**EXTRACTED DATA**
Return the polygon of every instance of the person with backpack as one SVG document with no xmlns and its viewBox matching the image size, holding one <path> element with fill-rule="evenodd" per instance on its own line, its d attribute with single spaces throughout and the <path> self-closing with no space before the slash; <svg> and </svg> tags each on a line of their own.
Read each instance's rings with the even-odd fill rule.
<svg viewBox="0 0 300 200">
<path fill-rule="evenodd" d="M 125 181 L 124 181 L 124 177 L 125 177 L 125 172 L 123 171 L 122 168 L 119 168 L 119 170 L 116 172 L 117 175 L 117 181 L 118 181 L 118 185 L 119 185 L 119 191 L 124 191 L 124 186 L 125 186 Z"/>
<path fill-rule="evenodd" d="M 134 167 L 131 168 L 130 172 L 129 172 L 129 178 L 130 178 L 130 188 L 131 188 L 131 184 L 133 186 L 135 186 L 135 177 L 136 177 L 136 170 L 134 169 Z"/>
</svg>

**PROBLEM DETAILS**
For this exercise, copy all of the material exactly as it stands.

**TASK RESULT**
Return the polygon of every instance of the person with backpack as one SVG document with no xmlns and its viewBox matching the image size, holding one <path> element with fill-rule="evenodd" per instance on its own line, its d attribute with single spaces throughout and the <path> self-closing with no space before the slash; <svg> and </svg> tags each on a line of their own.
Read each instance's rings with the even-odd fill rule.
<svg viewBox="0 0 300 200">
<path fill-rule="evenodd" d="M 125 181 L 124 181 L 124 177 L 125 177 L 125 172 L 123 171 L 122 168 L 119 168 L 119 170 L 116 172 L 117 175 L 117 181 L 118 181 L 118 185 L 119 185 L 119 191 L 124 191 L 124 186 L 125 186 Z"/>
<path fill-rule="evenodd" d="M 134 167 L 131 168 L 130 172 L 129 172 L 129 178 L 130 178 L 130 188 L 131 188 L 131 184 L 133 186 L 135 186 L 135 177 L 136 177 L 136 170 L 134 169 Z"/>
</svg>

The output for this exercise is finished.